Teks yang Disediakan:
Asas yang terkandung dalam Undang-undang Nomor 1 Tahun 1974 adalah: (1)asas sukarela, (2)asas partisipasi keluarga, (3)asas perceraian dipersulit, (4)asas monogamy (poligami dibatasi dan diperketat), (5)asas kedewasaan calon mempelai, (6)asas memperbaiki dan meningkatkan derajad kaum wanita, (7)asas legalitass dan (8)asas selektivitas.[12]
2. Pengertian Poligami
Terdapat dua Bentuk perkawinan, dilihat dari segi jumlah suami atau istri,  yang pertama monogami. Monogami adalah suatu bentuk perkawinan/pernikahan dimana  suami tidak menikah dengan perempuan lain dan si isteri tidak menikah dengan lelaki lain. Jadi singkatnya monogami merupakan nikah antara seorang laki dengan seorang wanita tanpa ada ikatan penikahan lain. Yang kedua adalah poligami. Poligami adalah bentuk perkawinan di mana seorang pria menikahi beberapa wanita atau seorang perempuan menikah dengan beberapa laki-laki. poligami akan kita golongkan menjadi dua jenis : pertama poligini, yaitu Satu orang laki-laki memiliki banyak isteri.  Yang kedua poliandri, yaitu Satu orang perempuan memiliki banyak suami. [13] dalam Wikipedia, terdapat satu jenis poligami yang lain yaitu pernikahan kelompok (group marriage) yaitu kombinasi poligini dan poliandri[14]
Secara etimologi, kata poligami berasal dari Bahasa Yunani, yaitu polus yang berarti banyak dan gamos yang berarti perkawinan. Maka, poligami berarti suatu perkawinan yang banyak atau lebih dari seorang.[15] Poligini berasal dari kata polus yang berarti banyak dan gune yang berarti perempuan. Sedangkan bagi seorang istri yang mempunyai lebih dari seorang suami disebut poliandri yang berasal dari kata polus yang berarti banyak, dan Andros berarti lelaki.[16]
Dalam kamus Cambridge, polygamy is the fact or custom of being married to more than one person at the same time[17] (poligami adalah kenyataan ataupun kebiasaan untuk menikahi lebih dari seorang pada saat yang bersamaan)
Kamus Besar Bahasa Indonesia merumuskan: Poligami adalah sistem perkawinan yg salah satu pihak memiliki atau mengawini beberapa lawan jenisnya dalam waktu yg bersamaan;Poliandri adalah sistem perkawinan yg membolehkan seorang wanita mempunyai suami lebih dari satu orang dalam waktu yg bersamaan; Poligini adalah sistem perkawinan yang membolehkan seorang pria memiliki beberapa wanita sebagai istrinya dalam waktu yg bersamaan.

Data yang Disediakan:
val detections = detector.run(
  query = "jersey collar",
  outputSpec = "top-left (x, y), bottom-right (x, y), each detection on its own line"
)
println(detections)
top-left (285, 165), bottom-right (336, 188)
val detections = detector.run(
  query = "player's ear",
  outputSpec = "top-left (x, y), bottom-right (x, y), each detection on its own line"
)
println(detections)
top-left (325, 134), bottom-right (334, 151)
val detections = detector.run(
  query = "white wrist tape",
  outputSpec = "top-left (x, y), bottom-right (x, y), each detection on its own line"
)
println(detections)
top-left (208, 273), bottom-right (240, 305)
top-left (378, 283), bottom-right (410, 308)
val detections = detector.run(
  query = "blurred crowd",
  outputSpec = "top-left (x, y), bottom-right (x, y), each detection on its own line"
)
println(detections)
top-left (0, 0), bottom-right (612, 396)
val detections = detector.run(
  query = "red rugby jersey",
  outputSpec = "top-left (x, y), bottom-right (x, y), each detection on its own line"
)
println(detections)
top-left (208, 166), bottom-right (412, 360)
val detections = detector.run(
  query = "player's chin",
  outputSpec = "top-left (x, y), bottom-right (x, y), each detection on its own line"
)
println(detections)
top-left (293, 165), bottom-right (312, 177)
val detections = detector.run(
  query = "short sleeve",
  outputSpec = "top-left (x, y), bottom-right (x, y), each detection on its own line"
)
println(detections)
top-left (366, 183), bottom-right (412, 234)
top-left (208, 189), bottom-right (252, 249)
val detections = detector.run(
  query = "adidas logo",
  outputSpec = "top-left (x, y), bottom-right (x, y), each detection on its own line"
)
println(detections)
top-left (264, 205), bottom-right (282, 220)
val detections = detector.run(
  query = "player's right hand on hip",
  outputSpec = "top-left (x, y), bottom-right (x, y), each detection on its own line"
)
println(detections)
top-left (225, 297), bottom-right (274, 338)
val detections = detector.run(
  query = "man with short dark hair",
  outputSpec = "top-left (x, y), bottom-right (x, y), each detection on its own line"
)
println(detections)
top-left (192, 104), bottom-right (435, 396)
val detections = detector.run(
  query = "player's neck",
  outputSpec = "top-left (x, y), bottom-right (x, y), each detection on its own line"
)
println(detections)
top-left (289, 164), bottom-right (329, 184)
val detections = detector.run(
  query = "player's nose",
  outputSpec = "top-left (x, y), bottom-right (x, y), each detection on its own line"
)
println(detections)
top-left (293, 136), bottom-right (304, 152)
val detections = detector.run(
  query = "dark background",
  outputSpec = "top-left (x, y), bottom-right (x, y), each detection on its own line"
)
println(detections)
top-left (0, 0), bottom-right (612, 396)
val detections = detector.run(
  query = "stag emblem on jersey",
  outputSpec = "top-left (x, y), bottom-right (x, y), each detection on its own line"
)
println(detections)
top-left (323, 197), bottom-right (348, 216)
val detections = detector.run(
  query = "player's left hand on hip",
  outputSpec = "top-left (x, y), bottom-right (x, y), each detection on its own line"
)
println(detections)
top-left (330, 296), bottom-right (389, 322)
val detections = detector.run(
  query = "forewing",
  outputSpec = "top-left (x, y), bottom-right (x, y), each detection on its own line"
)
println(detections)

Tugas yang Diberikan A: Terjemahkan kalimat dari teks tentang poligami ini ke dalam bahasa Inggris: "Secara etimologi, kata poligami berasal dari Bahasa Yunani, yaitu polus yang berarti banyak dan gamos yang berarti perkawinan."
Tugas yang Diberikan B: Tuliskan kembali secara persis bagian teks tentang poligami mulai dari "Kamus Besar Bahasa" hingga dan termasuk "waktu yg bersamaan.".
Gunakan teks tentang poligami sebagai satu-satunya sumber.

Jawaban Tugas A: Etymologically, the word polygamy comes from Greek, namely polus, meaning many, and gamos, meaning marriage.

Jawaban Tugas B:
Kamus Besar Bahasa Indonesia merumuskan: Poligami adalah sistem perkawinan yg salah satu pihak memiliki atau mengawini beberapa lawan jenisnya dalam waktu yg bersamaan;Poliandri adalah sistem perkawinan yg membolehkan seorang wanita mempunyai suami lebih dari satu orang dalam waktu yg bersamaan; Poligini adalah sistem perkawinan yang membolehkan seorang pria memiliki beberapa wanita sebagai istrinya dalam waktu yg bersamaan.